**TEXT PROVIDED:**

WASHINGTON — The U.S. Equal Employment Opportunity Commission (EEOC) today issued Enforcement Guidance on Pregnancy Discrimination and Related Issues, along with a question and answer document about the guidance and a Fact Sheet for Small Businesses.  The Enforcement GuidanceQ&A document, and Fact Sheet will be available on the EEOC’s website.

This is the first comprehensive update of the Commission’s guidance on the subject of discrimination against pregnant workers since the 1983 publication of a Compliance Manual chapter on the subject.  This guidance supersedes that document and incorporates significant developments in the law during the past 30 years.

In addition to addressing the requirements of the Pregnancy Discrimination Act (PDA), the guidance discusses the application of the Americans with Disabilities Act (ADA) as amended in 2008, to individuals who have pregnancy-related disabilities.

**RECORDS PROVIDED:**

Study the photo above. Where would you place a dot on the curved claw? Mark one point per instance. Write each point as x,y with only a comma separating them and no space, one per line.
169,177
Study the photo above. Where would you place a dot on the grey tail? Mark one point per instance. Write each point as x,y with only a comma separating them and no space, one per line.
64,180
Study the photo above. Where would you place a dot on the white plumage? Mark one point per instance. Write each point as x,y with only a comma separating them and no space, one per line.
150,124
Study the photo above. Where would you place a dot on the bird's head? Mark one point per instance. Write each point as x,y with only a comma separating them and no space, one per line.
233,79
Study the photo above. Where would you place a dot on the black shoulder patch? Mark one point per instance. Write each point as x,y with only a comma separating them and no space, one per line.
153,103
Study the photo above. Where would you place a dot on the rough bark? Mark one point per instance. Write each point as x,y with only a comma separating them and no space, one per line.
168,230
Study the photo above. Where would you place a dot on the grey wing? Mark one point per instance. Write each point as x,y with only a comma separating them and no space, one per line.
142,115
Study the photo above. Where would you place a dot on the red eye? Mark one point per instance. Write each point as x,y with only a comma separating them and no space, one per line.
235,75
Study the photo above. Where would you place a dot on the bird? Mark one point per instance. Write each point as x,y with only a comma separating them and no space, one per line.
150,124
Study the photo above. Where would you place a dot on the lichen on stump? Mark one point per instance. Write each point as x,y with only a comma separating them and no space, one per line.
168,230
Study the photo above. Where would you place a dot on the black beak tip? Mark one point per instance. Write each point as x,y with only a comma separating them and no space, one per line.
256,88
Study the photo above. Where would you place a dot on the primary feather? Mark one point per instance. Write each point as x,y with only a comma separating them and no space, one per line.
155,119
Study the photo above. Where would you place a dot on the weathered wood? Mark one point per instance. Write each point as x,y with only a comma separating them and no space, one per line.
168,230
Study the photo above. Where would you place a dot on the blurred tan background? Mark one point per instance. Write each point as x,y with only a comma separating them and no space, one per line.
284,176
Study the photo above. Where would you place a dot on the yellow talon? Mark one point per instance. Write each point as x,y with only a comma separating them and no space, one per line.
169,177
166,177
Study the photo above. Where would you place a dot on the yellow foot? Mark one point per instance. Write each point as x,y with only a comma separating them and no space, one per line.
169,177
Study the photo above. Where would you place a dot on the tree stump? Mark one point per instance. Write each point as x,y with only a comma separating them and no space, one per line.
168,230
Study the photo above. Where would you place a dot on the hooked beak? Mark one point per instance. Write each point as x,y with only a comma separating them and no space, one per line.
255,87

**HOW TO COMPLETE THIS TASK:**
Copy out the announcement above about the EEOC's pregnancy discrimination guidance word for word, in full.

**YOUR SOLUTION:**
WASHINGTON — The U.S. Equal Employment Opportunity Commission (EEOC) today issued Enforcement Guidance on Pregnancy Discrimination and Related Issues, along with a question and answer document about the guidance and a Fact Sheet for Small Businesses.  The Enforcement GuidanceQ&A document, and Fact Sheet will be available on the EEOC’s website.

This is the first comprehensive update of the Commission’s guidance on the subject of discrimination against pregnant workers since the 1983 publication of a Compliance Manual chapter on the subject.  This guidance supersedes that document and incorporates significant developments in the law during the past 30 years.

In addition to addressing the requirements of the Pregnancy Discrimination Act (PDA), the guidance discusses the application of the Americans with Disabilities Act (ADA) as amended in 2008, to individuals who have pregnancy-related disabilities.